◆ **REQUIREMENTS**:
Reproduce the listing below word for word, leaving every line unchanged.

──────── AVAILABLE DATA

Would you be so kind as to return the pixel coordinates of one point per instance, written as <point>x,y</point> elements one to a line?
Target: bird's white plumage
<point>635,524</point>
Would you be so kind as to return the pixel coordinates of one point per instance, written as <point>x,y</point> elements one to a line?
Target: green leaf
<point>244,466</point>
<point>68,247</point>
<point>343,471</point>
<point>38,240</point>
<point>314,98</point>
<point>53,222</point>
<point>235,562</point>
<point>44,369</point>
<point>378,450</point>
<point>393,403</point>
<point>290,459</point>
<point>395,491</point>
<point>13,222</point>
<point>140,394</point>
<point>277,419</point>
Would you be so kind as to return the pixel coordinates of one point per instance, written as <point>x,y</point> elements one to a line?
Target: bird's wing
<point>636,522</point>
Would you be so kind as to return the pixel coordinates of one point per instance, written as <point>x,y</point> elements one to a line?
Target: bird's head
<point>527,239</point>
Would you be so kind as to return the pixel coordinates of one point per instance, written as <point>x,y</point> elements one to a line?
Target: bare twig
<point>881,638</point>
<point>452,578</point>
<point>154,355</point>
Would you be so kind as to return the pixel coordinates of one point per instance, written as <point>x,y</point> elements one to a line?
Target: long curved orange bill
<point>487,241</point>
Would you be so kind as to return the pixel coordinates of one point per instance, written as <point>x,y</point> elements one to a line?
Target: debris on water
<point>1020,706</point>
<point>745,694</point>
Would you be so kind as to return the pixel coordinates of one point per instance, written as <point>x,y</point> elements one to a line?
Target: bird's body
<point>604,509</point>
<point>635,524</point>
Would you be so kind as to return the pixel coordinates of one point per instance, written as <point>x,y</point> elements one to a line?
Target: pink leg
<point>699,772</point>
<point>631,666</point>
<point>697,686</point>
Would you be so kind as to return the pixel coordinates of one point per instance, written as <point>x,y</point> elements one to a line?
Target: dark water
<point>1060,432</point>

────────────────

◆ **RESPONSE TO THE EXERCISE**:
Would you be so kind as to return the pixel coordinates of one point per instance, written as <point>x,y</point> elements one to a line?
Target: bird's white plumage
<point>635,524</point>
Would you be so kind as to return the pixel coordinates of one point per instance, written as <point>x,y</point> elements one to a line?
Target: green leaf
<point>244,466</point>
<point>68,247</point>
<point>343,471</point>
<point>38,240</point>
<point>314,98</point>
<point>53,222</point>
<point>235,562</point>
<point>44,369</point>
<point>378,450</point>
<point>393,403</point>
<point>290,459</point>
<point>395,491</point>
<point>13,222</point>
<point>140,394</point>
<point>277,419</point>
Would you be so kind as to return the pixel coordinates of one point per instance, written as <point>x,y</point> elements one to a line?
Target: bird's wing
<point>636,522</point>
Would you be so kind as to return the pixel coordinates of one point per instance, written as <point>x,y</point> elements one to a line?
Target: bird's head
<point>527,239</point>
Would you be so kind as to return the pixel coordinates of one point per instance, written as <point>x,y</point> elements one to a line?
Target: bare twig
<point>881,638</point>
<point>452,578</point>
<point>154,355</point>
Would you be so kind as to return the pixel coordinates of one point per instance, written as <point>x,y</point> elements one to a line?
Target: long curved orange bill
<point>487,241</point>
Would you be so kind as to return the pixel coordinates of one point per instance, written as <point>x,y</point> elements one to a line?
Target: debris on water
<point>1020,706</point>
<point>745,694</point>
Would you be so kind as to return the pixel coordinates of one point per instance, written as <point>x,y</point> elements one to a line?
Target: bird's body
<point>604,509</point>
<point>635,524</point>
Would you be so kind as to return the pixel coordinates of one point per instance, written as <point>x,y</point> elements one to a line?
Target: pink leg
<point>699,772</point>
<point>631,666</point>
<point>697,686</point>
Would you be so kind as to return the pixel coordinates of one point per instance, written as <point>x,y</point> elements one to a line?
Target: dark water
<point>1060,432</point>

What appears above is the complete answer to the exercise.